* **WHAT YOU WILL DO**
Pick up the blog post about the meaning of "intelligence" after its final sentence and keep writing it.

====== SOURCE TEXT ======

Wednesday, September 21, 2011

8 and 8 are 16

It feels good to be back home.  These last four days I have been in Edmonton at the request of an old friend I haven't seen in nearly a decade, a fellow I once trod the boards with at the Edmonton Fringe Festival.  He wanted to put a mess of writers together in a room to rehash a film script that wasn't 'working' for the producer, and I was asked to come along for not a bad little sum of money, but annoyingly no film credit (my friend wanted to keep it for himself, and I can't blame him).

As a result my head is pretty spongy after four days of argument, pressured creativity and fighting with personal biases.  After one very angry four hour argument on Monday about the elimination of an important character, it may be that I've made one marginally influential person an enemy for life ... but that's how it goes.  We started with eleven people on Saturday and by Tuesday morning we were down to seven.  When I left last night to get back here to my normal life, there were four of them still going at the minor details.

Let me just say that group think sucks.

I've been able to check my mail and this blog once a day, but I haven't had any time to write anything until this morning ... and I have commitments today, too, that I need to be fulfilling.  But ... having given a deeper meaning for Wisdom, I was asked last Friday to do the same for Intelligence.  I've given some thought to intelligence here and there, in the midst of seeing both spectacular evidence for, and evidence against, its existence.  And this morning looking at the etymology for intelligence, which is always a good place to start, I find that the roots of the word are inte or inter, meaning "between," and legere, meaning "to choose" or "to pick out."  Legere also inspires the  word 'election,' which is "to gather, collect or choose."

====== INFORMATION PROVIDED ======

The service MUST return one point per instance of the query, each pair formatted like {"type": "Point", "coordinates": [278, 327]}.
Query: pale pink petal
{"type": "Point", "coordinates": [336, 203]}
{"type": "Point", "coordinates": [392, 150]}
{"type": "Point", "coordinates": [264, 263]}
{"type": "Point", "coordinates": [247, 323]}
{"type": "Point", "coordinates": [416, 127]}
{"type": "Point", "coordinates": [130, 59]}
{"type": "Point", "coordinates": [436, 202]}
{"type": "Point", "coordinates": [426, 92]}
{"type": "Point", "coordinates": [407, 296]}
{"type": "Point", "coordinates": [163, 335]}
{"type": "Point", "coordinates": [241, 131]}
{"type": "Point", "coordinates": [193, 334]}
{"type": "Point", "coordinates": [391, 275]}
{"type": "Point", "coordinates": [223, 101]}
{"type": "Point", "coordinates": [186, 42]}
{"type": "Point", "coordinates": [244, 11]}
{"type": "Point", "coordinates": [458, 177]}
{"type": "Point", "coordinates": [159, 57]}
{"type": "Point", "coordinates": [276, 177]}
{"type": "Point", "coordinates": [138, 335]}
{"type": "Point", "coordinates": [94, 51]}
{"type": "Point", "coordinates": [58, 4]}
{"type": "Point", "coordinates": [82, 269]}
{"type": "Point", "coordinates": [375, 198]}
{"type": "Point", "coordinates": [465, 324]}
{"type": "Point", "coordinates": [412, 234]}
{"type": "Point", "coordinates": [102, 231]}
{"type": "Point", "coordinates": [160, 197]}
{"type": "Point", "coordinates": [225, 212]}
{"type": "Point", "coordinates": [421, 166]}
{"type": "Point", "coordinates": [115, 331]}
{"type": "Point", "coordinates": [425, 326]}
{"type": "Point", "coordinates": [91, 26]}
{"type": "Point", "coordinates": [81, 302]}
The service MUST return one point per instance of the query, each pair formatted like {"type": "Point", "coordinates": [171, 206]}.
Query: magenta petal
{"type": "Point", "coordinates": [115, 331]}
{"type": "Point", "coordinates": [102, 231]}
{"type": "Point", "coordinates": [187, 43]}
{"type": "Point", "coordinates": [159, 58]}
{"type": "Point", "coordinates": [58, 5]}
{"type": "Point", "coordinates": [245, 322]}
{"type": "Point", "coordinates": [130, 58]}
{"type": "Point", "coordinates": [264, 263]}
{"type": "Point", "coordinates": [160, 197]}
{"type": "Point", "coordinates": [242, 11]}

======

* **ANSWER TO THE TASK**
And I think I begin to understand more clearly a difference between Wisdom and Intelligence that hasn't been there before.

If Wisdom is the moment of clarity that denotes awareness of a single 'truth,' then Intelligence is the comprehension of multiple 'truths' and the ability to select between them.  More to the point, Intelligence is the talent that allows an individual to forego something that was formerly considered to be true in exchange for something that appears to have a superior value.  Or if it helps, while Wisdom is rigid, Intelligence is fluid.

There are 'truths' in the D&D universe that do not change.  The gods exist.  We know this, because the DM has designated that the gods exist, and to characters existing within the metaphysical DM's world, this knowledge cannot be contentious.  A wise man, therefore, knows of the existence of gods, and that much of what occurs in the world occurs through the intervention of the gods.

However, an intelligent man may accept that information without feeling any compulsion to act upon it one way or another.  Yes, the gods exist.  It does not automatically follow that the gods must be worshipped.  Worshipping the gods is a choice.  As an intelligent individual, a character may believe that the best course of action is to resist the power of the gods; this does not say it is the right decision, but having the comprehension to weigh the options against the character's personal needs - to not be a leaf drifting in the current, so to speak - is a sign of intelligence.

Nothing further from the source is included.